# [REQUIRED TASK]
Collect every row that contains the string "window". Case counts.

# [DATA FOR THE TASK]

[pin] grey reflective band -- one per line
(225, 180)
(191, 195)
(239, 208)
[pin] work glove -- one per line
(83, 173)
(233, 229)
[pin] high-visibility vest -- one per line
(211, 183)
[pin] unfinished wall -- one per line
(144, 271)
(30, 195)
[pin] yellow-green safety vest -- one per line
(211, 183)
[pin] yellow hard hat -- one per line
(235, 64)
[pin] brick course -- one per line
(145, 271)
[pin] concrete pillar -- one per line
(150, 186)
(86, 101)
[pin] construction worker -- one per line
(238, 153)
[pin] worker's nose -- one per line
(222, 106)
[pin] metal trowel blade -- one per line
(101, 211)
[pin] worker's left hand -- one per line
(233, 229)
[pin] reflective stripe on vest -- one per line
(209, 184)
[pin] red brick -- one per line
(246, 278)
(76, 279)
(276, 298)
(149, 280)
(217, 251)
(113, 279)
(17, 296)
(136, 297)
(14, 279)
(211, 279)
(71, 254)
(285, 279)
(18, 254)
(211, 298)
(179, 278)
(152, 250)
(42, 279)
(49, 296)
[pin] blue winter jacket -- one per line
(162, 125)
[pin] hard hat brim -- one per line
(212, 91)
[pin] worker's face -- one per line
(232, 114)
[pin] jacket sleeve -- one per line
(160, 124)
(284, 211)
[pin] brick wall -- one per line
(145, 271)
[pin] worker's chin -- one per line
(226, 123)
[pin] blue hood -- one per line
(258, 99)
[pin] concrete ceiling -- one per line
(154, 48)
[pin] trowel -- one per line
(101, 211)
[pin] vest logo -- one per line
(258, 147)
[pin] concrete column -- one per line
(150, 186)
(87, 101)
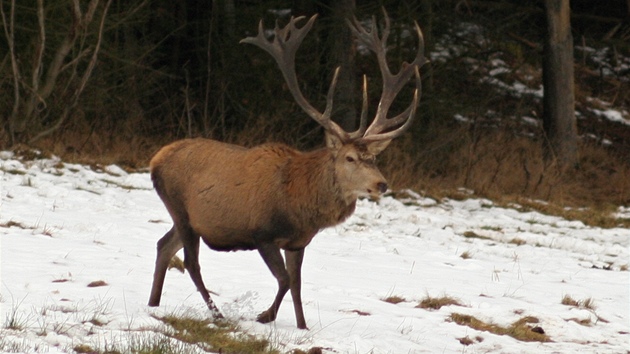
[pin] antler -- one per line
(282, 48)
(392, 84)
(286, 42)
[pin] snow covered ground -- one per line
(64, 226)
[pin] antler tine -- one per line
(283, 48)
(406, 117)
(392, 84)
(363, 122)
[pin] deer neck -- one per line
(314, 192)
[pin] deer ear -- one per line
(333, 142)
(376, 147)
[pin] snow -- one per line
(63, 226)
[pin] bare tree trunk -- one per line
(343, 55)
(558, 81)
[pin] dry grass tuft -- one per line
(520, 329)
(588, 304)
(97, 283)
(219, 336)
(436, 303)
(394, 299)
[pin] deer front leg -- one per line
(166, 249)
(272, 257)
(191, 262)
(294, 268)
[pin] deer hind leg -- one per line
(167, 246)
(191, 262)
(272, 257)
(294, 268)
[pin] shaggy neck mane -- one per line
(313, 191)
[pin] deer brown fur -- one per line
(270, 197)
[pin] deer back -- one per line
(235, 197)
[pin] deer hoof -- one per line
(266, 317)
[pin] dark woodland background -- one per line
(109, 81)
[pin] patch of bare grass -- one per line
(393, 299)
(520, 329)
(587, 304)
(436, 303)
(217, 336)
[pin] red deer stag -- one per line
(272, 197)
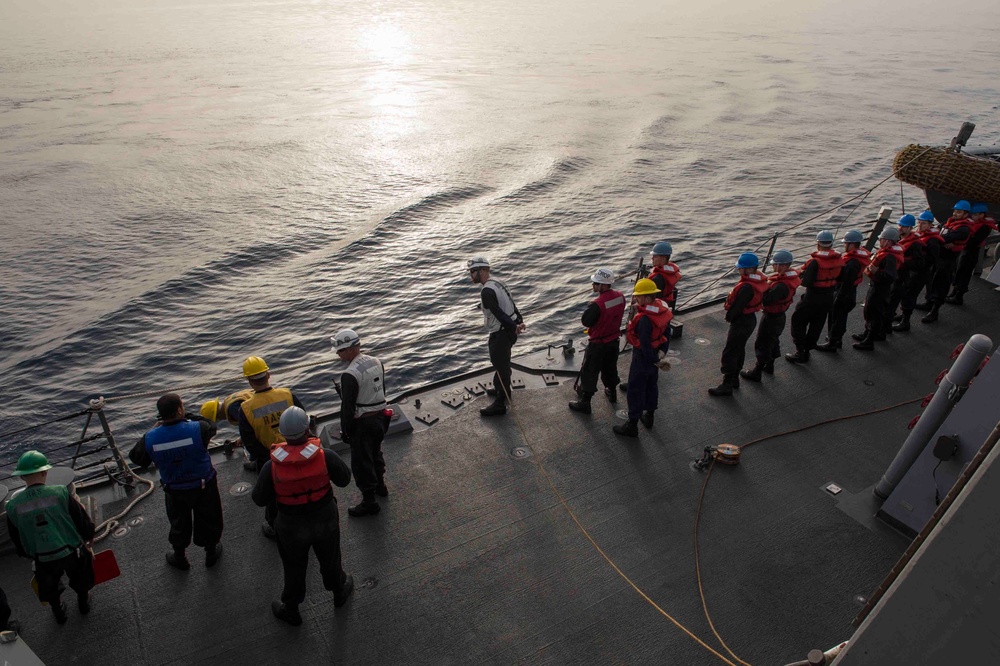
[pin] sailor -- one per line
(665, 273)
(930, 237)
(259, 414)
(364, 419)
(297, 479)
(179, 447)
(504, 322)
(954, 238)
(779, 295)
(648, 333)
(741, 306)
(909, 276)
(881, 272)
(603, 320)
(982, 226)
(48, 524)
(854, 260)
(819, 277)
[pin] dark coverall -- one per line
(601, 358)
(944, 270)
(643, 393)
(767, 346)
(969, 258)
(844, 301)
(501, 342)
(908, 278)
(740, 329)
(313, 525)
(197, 511)
(365, 436)
(877, 299)
(78, 565)
(811, 310)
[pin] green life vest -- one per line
(41, 515)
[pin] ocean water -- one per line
(185, 183)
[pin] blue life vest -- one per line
(180, 455)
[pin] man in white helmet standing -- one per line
(504, 322)
(603, 319)
(364, 419)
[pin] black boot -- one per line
(286, 613)
(798, 356)
(498, 408)
(178, 560)
(628, 429)
(754, 374)
(583, 404)
(367, 507)
(830, 346)
(725, 388)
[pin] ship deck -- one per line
(476, 557)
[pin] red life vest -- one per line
(659, 315)
(883, 252)
(862, 256)
(299, 472)
(609, 325)
(953, 225)
(759, 282)
(829, 267)
(670, 274)
(789, 278)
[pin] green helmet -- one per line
(31, 462)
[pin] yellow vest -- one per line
(243, 395)
(263, 411)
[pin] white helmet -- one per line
(477, 262)
(345, 340)
(603, 276)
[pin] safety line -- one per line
(597, 547)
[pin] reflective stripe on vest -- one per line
(299, 472)
(41, 516)
(370, 375)
(609, 324)
(505, 302)
(789, 278)
(180, 455)
(828, 263)
(263, 411)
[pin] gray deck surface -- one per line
(474, 560)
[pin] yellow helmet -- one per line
(645, 287)
(210, 410)
(254, 367)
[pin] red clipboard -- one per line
(105, 567)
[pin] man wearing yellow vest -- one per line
(50, 525)
(258, 421)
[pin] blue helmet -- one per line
(782, 257)
(662, 249)
(825, 238)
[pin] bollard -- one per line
(948, 393)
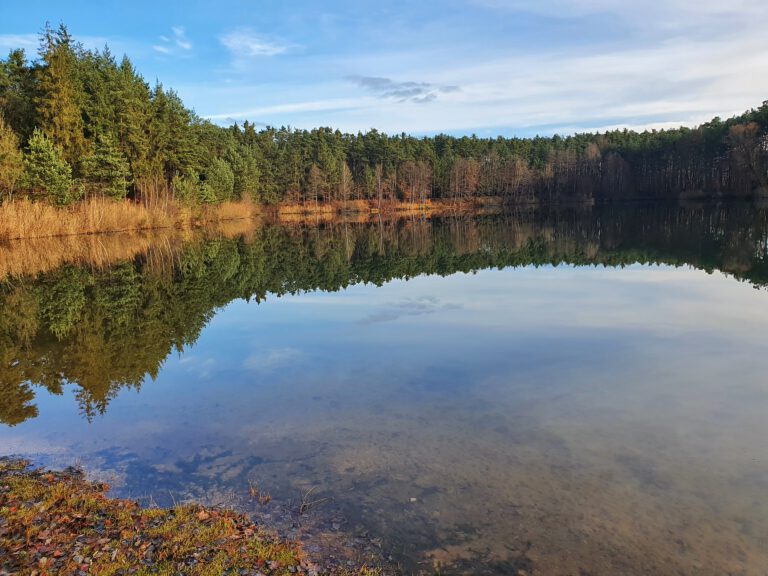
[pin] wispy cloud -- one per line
(245, 43)
(292, 108)
(180, 38)
(409, 91)
(409, 307)
(177, 43)
(13, 41)
(270, 360)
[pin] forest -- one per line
(78, 123)
(73, 324)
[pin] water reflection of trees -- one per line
(109, 328)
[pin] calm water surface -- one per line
(573, 392)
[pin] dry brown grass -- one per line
(26, 219)
(36, 255)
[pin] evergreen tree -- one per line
(60, 100)
(11, 161)
(17, 94)
(47, 173)
(221, 180)
(107, 168)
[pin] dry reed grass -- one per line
(26, 219)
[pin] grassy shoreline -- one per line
(59, 522)
(23, 219)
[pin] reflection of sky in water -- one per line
(613, 418)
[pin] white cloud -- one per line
(180, 38)
(244, 43)
(13, 41)
(271, 360)
(178, 43)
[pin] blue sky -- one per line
(490, 67)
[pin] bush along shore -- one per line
(60, 523)
(78, 124)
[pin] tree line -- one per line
(74, 324)
(76, 123)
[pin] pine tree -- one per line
(17, 93)
(107, 168)
(59, 105)
(47, 173)
(221, 180)
(11, 161)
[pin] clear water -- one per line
(554, 413)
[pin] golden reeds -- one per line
(26, 219)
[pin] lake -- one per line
(564, 391)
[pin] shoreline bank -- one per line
(55, 522)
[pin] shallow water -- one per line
(473, 394)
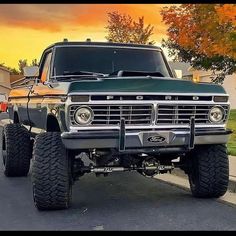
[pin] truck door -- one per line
(37, 111)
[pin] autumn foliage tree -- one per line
(122, 28)
(204, 35)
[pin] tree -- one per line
(21, 64)
(12, 70)
(34, 62)
(123, 29)
(203, 35)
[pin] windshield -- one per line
(107, 60)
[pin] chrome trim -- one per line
(151, 102)
(91, 119)
(176, 113)
(139, 127)
(138, 140)
(108, 46)
(224, 117)
(147, 93)
(111, 114)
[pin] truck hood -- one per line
(145, 85)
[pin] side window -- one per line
(45, 71)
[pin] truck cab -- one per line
(120, 105)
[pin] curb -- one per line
(231, 186)
(182, 182)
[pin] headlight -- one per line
(216, 114)
(84, 115)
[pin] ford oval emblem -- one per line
(156, 139)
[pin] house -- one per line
(5, 86)
(183, 67)
(190, 73)
(229, 83)
(16, 79)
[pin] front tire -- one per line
(16, 150)
(209, 171)
(51, 173)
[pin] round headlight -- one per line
(84, 115)
(216, 114)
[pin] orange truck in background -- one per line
(3, 103)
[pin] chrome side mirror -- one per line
(178, 74)
(31, 71)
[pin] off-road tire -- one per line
(209, 171)
(51, 173)
(16, 150)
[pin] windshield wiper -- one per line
(82, 73)
(61, 78)
(123, 73)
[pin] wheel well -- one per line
(52, 124)
(16, 119)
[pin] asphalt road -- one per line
(121, 201)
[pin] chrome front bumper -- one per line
(124, 140)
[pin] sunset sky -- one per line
(27, 29)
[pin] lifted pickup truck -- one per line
(120, 106)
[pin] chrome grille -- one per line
(180, 114)
(111, 114)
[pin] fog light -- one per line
(216, 114)
(84, 115)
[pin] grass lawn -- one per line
(232, 125)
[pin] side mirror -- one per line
(178, 74)
(31, 71)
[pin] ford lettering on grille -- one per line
(156, 139)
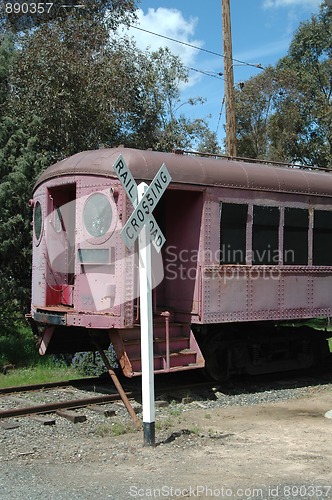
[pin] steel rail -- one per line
(51, 407)
(50, 385)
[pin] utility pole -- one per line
(229, 80)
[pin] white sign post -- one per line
(142, 225)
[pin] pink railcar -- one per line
(248, 248)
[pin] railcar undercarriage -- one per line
(254, 349)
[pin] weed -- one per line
(114, 429)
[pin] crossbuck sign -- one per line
(142, 225)
(143, 208)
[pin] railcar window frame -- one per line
(233, 237)
(38, 222)
(322, 238)
(300, 236)
(296, 236)
(266, 222)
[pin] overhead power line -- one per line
(196, 47)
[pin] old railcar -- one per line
(248, 248)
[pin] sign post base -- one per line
(149, 433)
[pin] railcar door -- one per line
(60, 245)
(179, 216)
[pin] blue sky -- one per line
(261, 34)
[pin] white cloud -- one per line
(256, 54)
(270, 4)
(169, 23)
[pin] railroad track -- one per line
(46, 402)
(43, 400)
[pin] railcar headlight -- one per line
(97, 215)
(37, 220)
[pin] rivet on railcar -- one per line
(247, 262)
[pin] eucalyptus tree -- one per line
(285, 113)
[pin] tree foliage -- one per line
(286, 112)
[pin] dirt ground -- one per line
(275, 450)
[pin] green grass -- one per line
(18, 348)
(38, 374)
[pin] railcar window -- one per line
(97, 215)
(296, 226)
(38, 219)
(322, 238)
(265, 235)
(233, 223)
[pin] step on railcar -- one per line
(248, 255)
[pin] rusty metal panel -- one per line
(296, 291)
(264, 286)
(322, 291)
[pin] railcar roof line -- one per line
(250, 160)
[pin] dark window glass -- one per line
(233, 233)
(296, 225)
(322, 238)
(265, 235)
(38, 220)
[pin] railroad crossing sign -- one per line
(142, 225)
(143, 208)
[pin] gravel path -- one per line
(249, 442)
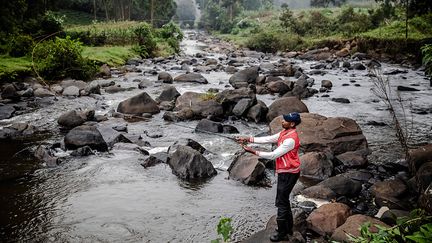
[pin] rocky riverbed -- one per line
(131, 157)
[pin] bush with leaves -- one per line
(417, 227)
(172, 34)
(60, 58)
(20, 45)
(146, 40)
(225, 229)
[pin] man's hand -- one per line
(242, 140)
(249, 149)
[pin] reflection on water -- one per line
(112, 198)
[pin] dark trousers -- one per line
(285, 184)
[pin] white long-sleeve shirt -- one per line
(286, 146)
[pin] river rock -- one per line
(83, 151)
(284, 106)
(417, 157)
(326, 84)
(278, 87)
(45, 155)
(189, 164)
(390, 188)
(169, 93)
(187, 142)
(230, 98)
(191, 78)
(320, 192)
(287, 71)
(71, 91)
(359, 66)
(424, 176)
(139, 104)
(111, 136)
(9, 92)
(154, 159)
(317, 133)
(85, 136)
(6, 111)
(317, 165)
(114, 89)
(247, 168)
(195, 106)
(352, 227)
(71, 119)
(42, 92)
(352, 159)
(325, 219)
(258, 112)
(209, 126)
(165, 77)
(243, 78)
(405, 88)
(341, 100)
(70, 82)
(242, 106)
(130, 147)
(317, 54)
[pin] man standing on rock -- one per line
(287, 168)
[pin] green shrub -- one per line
(20, 45)
(265, 41)
(146, 41)
(60, 58)
(172, 34)
(415, 228)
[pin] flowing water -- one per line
(110, 197)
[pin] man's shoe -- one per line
(278, 237)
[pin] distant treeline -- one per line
(27, 15)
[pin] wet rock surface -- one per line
(241, 92)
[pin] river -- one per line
(110, 197)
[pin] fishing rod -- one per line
(208, 132)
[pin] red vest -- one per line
(289, 162)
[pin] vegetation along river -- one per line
(110, 197)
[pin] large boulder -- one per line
(421, 155)
(229, 98)
(165, 77)
(284, 106)
(71, 119)
(138, 105)
(424, 176)
(169, 93)
(189, 164)
(6, 111)
(243, 78)
(246, 168)
(317, 165)
(352, 227)
(9, 92)
(198, 105)
(340, 185)
(191, 78)
(353, 159)
(242, 106)
(258, 112)
(325, 219)
(317, 133)
(85, 136)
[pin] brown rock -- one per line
(317, 133)
(352, 227)
(325, 219)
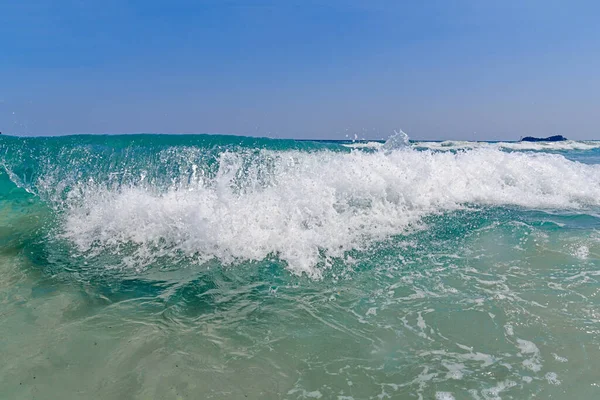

# [FINAL ANSWER]
[pin] side window -- one per line
[pin] railcar window frame -- one per line
[pin] railcar window -- one per line
[pin] dark window glass -- one per line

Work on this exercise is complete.